## EXERCISE
Update the items from the line with "For this exercise we mark the dry" up to and including the line with "[(59, 145)]" by changing "dry grass" to "dead grass", keeping all else the same.

* start DATASET *

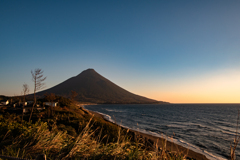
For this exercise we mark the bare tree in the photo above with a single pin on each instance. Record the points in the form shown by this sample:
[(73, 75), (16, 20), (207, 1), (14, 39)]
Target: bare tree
[(73, 97), (25, 91), (38, 80), (51, 97)]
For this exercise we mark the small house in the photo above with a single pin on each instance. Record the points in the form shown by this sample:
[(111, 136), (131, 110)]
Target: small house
[(52, 104), (5, 102)]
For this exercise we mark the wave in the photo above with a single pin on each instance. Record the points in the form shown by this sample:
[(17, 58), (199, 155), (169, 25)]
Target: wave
[(110, 110), (180, 142)]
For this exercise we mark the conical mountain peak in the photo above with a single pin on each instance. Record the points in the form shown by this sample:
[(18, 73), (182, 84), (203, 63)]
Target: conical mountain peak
[(92, 87)]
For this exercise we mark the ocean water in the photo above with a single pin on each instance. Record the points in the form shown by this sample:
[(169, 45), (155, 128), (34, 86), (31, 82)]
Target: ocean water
[(205, 128)]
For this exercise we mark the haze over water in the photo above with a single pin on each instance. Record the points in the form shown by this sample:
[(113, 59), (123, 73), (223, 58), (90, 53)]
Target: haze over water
[(207, 128), (176, 51)]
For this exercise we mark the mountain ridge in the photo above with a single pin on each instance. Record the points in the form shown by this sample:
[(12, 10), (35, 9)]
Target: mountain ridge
[(93, 87)]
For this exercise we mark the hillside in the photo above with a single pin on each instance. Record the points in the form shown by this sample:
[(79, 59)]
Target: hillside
[(92, 87)]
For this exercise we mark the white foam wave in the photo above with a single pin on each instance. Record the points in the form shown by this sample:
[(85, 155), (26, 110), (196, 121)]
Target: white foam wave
[(180, 142), (110, 110)]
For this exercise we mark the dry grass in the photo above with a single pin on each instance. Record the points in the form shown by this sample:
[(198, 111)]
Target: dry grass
[(59, 145)]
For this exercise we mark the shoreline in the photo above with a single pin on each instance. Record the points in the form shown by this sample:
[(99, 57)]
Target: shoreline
[(170, 146)]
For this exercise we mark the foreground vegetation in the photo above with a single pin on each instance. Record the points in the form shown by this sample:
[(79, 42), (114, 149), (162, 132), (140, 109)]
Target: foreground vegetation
[(72, 133)]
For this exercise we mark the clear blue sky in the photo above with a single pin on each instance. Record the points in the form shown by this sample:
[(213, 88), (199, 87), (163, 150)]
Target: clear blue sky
[(178, 51)]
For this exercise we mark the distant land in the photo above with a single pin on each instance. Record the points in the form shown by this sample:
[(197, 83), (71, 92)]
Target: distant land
[(94, 88)]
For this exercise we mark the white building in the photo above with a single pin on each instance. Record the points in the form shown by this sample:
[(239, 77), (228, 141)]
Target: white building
[(5, 102), (53, 104)]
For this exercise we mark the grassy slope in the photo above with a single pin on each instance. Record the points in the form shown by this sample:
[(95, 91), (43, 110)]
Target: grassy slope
[(71, 133)]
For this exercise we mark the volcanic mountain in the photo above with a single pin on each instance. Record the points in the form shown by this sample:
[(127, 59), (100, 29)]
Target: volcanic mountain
[(92, 87)]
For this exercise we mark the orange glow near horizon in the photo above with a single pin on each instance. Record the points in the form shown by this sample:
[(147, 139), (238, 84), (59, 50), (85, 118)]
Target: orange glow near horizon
[(221, 87)]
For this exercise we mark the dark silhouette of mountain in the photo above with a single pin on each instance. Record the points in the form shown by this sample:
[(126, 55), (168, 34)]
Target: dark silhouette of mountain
[(92, 87)]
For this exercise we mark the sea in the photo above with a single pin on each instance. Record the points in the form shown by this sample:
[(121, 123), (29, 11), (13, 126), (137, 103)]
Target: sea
[(208, 129)]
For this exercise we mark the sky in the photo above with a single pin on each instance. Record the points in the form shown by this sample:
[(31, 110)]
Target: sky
[(176, 51)]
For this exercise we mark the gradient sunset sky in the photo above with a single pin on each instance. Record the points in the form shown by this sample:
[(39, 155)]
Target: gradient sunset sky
[(177, 51)]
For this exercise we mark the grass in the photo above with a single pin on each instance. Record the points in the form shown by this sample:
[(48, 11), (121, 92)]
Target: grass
[(69, 135), (72, 133)]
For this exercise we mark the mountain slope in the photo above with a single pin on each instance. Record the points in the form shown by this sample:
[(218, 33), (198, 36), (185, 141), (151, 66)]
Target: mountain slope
[(92, 87)]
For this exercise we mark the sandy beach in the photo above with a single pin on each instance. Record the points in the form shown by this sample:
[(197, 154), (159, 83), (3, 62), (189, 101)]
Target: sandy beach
[(169, 145)]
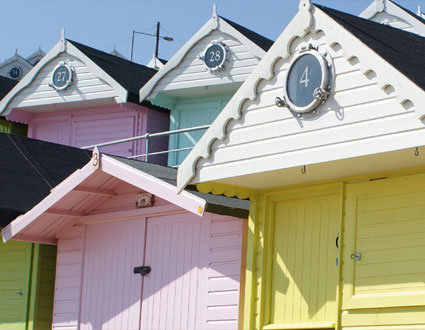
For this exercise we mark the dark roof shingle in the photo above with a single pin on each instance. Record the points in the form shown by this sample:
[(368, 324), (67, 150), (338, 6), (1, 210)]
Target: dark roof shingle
[(130, 75), (403, 50)]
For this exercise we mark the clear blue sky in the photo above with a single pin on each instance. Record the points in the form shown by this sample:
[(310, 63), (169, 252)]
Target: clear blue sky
[(103, 24)]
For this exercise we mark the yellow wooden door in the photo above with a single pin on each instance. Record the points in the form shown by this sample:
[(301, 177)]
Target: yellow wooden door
[(304, 276), (385, 244)]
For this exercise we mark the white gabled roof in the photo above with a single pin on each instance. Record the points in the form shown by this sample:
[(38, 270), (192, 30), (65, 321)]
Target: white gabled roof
[(416, 22), (215, 23), (63, 46), (225, 154)]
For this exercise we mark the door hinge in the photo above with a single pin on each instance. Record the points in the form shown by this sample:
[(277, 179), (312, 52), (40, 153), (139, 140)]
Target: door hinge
[(142, 270)]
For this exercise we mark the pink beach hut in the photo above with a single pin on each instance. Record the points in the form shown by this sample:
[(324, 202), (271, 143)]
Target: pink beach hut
[(132, 254)]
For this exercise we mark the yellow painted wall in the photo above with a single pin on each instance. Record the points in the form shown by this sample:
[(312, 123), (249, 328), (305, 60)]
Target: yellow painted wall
[(293, 278)]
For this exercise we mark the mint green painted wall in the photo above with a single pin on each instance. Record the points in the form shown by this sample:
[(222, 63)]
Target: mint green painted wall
[(15, 276), (27, 273), (190, 113)]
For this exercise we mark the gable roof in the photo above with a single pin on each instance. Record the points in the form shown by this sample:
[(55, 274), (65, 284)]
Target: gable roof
[(60, 206), (6, 84), (394, 9), (258, 39), (400, 64), (132, 76), (257, 45), (29, 169), (123, 76)]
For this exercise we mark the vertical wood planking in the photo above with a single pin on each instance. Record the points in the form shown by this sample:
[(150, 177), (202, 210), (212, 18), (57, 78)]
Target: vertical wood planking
[(304, 272), (114, 306)]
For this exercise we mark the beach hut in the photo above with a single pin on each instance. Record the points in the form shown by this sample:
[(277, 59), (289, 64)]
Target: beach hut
[(326, 138), (132, 254)]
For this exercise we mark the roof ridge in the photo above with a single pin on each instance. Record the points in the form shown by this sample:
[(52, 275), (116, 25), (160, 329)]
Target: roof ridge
[(255, 37)]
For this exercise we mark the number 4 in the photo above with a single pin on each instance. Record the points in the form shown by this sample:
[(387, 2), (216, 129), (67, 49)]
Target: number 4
[(304, 78)]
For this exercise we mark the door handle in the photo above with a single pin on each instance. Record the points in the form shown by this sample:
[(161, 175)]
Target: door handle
[(142, 270)]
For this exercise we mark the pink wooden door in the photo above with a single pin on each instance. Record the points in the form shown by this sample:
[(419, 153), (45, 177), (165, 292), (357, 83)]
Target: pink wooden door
[(175, 250), (111, 292), (94, 129)]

* end DATASET *

## EXERCISE ANSWER
For this exercise we mark the dead grass in the photo above with a single pin on each instance. Record the points in the form shown by this sample:
[(198, 111)]
Target: dead grass
[(59, 145)]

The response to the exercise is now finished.